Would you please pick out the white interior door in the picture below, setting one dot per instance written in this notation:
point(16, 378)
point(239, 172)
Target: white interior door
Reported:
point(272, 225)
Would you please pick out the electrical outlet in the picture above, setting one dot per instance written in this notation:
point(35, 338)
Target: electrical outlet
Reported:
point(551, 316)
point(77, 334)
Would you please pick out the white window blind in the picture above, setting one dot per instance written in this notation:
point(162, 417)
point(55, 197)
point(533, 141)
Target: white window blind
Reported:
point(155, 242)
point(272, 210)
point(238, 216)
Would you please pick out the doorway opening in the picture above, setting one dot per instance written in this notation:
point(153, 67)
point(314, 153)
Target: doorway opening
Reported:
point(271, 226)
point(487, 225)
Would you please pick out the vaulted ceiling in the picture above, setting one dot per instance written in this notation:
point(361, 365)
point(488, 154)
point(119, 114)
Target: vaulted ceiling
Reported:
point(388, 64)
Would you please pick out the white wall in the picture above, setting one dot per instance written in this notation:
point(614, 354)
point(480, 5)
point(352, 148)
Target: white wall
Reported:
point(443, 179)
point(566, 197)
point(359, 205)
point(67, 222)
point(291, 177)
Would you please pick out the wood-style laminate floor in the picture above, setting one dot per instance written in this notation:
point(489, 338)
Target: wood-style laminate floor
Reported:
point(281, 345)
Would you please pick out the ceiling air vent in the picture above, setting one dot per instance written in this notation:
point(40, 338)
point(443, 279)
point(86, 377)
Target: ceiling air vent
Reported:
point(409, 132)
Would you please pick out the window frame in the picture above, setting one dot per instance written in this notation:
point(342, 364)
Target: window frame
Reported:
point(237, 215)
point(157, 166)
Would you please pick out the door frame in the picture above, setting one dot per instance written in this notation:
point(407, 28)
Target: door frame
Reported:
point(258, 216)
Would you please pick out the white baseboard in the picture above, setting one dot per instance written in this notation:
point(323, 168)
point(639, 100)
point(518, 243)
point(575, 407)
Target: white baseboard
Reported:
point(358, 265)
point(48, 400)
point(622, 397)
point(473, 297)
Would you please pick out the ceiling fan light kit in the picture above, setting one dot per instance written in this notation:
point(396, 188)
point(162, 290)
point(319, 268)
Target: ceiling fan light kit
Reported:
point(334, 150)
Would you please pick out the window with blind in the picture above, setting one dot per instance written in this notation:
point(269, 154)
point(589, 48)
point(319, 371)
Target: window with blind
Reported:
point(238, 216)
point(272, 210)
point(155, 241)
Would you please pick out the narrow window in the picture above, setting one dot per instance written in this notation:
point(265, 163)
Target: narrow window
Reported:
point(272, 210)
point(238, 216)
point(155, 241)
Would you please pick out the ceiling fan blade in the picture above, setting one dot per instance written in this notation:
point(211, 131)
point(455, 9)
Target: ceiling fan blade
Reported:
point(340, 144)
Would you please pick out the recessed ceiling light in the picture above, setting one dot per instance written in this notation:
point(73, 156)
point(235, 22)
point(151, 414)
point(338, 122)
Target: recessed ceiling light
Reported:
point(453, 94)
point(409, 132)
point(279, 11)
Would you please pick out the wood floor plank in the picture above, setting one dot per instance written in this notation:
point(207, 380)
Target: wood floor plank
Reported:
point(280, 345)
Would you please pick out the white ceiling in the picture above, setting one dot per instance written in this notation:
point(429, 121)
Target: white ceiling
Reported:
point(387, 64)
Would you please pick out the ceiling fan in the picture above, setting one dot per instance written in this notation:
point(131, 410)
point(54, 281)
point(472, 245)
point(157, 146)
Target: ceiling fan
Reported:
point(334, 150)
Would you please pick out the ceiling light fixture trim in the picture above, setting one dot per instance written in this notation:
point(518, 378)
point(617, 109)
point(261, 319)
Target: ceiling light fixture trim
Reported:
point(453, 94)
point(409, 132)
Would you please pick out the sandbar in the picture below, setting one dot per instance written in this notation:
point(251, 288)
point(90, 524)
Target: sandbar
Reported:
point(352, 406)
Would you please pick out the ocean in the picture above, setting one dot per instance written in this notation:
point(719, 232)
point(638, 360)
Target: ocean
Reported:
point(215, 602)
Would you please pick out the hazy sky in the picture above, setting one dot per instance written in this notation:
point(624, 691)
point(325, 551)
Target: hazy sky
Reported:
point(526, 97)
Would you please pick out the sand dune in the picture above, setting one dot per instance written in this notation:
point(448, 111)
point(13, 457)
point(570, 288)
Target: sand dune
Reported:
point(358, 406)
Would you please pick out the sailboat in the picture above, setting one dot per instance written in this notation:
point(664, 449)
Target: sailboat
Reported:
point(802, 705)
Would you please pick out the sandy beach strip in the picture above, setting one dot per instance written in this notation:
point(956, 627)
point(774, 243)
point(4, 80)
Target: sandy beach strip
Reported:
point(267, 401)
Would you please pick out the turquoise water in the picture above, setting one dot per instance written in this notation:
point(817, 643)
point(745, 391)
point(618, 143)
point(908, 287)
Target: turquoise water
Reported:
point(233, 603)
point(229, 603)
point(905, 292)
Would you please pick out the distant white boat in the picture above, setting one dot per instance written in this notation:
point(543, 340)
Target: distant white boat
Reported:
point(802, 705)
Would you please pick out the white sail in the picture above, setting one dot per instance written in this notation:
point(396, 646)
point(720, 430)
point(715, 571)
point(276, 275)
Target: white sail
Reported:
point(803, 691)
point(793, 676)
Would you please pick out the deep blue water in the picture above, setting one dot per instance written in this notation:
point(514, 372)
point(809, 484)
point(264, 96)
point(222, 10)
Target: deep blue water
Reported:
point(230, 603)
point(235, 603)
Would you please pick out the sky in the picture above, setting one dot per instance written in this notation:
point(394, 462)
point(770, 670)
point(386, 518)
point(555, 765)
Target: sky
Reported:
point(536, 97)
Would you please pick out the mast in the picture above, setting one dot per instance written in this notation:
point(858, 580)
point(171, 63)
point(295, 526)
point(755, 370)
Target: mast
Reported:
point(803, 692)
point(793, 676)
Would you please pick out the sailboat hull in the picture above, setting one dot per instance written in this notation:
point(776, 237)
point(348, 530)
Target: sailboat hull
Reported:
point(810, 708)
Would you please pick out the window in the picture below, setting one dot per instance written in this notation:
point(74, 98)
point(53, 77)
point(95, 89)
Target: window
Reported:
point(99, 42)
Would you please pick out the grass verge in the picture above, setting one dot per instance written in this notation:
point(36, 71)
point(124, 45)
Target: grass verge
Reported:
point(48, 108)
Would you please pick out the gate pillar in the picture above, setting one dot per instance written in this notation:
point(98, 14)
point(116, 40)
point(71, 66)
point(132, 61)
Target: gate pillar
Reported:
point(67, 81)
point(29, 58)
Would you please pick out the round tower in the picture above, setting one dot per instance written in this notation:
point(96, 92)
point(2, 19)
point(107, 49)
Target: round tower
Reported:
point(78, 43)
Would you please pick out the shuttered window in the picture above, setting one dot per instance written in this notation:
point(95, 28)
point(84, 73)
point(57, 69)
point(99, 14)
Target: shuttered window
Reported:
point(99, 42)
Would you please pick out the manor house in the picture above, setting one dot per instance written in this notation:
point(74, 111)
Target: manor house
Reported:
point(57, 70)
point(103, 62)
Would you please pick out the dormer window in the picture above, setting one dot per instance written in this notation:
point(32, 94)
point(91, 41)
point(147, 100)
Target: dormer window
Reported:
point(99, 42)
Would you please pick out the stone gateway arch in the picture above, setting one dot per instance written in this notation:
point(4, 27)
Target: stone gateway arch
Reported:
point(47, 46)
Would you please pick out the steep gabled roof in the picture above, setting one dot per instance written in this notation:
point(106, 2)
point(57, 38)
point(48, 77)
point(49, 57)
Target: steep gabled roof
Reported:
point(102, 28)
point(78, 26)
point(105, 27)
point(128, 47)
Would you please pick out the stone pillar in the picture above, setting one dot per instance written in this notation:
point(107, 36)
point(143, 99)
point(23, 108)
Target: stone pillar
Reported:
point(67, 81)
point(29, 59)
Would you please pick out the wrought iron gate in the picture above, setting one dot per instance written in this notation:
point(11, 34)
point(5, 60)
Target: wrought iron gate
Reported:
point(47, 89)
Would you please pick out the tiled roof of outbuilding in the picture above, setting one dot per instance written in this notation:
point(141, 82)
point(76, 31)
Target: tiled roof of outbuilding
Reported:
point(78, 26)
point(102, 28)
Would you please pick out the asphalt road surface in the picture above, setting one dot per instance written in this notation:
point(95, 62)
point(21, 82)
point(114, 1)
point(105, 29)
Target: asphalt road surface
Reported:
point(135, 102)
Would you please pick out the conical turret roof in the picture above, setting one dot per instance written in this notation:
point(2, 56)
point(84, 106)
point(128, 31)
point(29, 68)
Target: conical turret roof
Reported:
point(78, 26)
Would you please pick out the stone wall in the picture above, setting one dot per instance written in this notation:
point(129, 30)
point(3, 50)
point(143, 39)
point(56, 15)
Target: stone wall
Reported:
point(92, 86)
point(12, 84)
════════
- Exercise objective: Your answer should consist of the lines from the line with "point(575, 407)" to the line with "Would you please pick out the ceiling light" above, repeated exactly, both ends included.

- Task output:
point(575, 407)
Target: white baseboard
Reported:
point(358, 265)
point(48, 400)
point(622, 397)
point(473, 297)
Would you please pick out the ceiling fan light kit in the picture above, setting one dot per instance written in this notation:
point(396, 188)
point(162, 290)
point(319, 268)
Target: ceiling fan light kit
Reported:
point(334, 150)
Would you please pick out the window with blind in the picture above, setting one dot per instance written in this notation:
point(269, 154)
point(589, 48)
point(319, 371)
Target: window with blind
Reported:
point(238, 216)
point(272, 210)
point(155, 241)
Would you please pick out the narrow window in the picture above, setting one dot per instance written in this notation:
point(265, 163)
Target: narrow window
Reported:
point(272, 210)
point(238, 216)
point(155, 241)
Would you please pick out the ceiling fan blade in the picture above, setting one dot per instance written in this notation:
point(211, 131)
point(455, 9)
Target: ceiling fan blade
Reported:
point(340, 144)
Would you please pick out the recessed ceiling light in the picture above, setting one dot per instance written in this notation:
point(73, 156)
point(235, 22)
point(151, 414)
point(338, 122)
Target: recessed ceiling light
Reported:
point(453, 94)
point(409, 132)
point(279, 11)
Would you please pick out the wood floor plank in the picture above, setting one dot per instance written in this notation:
point(207, 380)
Target: wood floor plank
Reported:
point(280, 345)
Would you please pick out the white ceiling in the picture above, setting one dot per instance written in this notation:
point(429, 121)
Target: white ceiling
Reported:
point(387, 64)
Would you please pick out the ceiling fan in the picture above, setting one dot per instance written in this notation:
point(131, 410)
point(54, 281)
point(472, 245)
point(157, 146)
Target: ceiling fan
Reported:
point(334, 150)
Would you please pick out the ceiling light fixture trim in the picture above, setting one dot per instance written in this notation:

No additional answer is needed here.